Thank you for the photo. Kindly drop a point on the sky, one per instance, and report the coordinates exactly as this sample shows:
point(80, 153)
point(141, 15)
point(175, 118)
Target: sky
____________
Render the listing above as a Markdown table with a Row column holding the row number and a Text column holding the line, leaving out any blank lines.

RIGHT ANSWER —
| Row | Text |
|---|---|
| 1 | Thank you for the photo. Kindly drop a point on the sky, one per instance, and report the coordinates exactly as this sample shows: |
| 2 | point(80, 153) |
| 3 | point(141, 15) |
| 4 | point(175, 118) |
| 5 | Target: sky |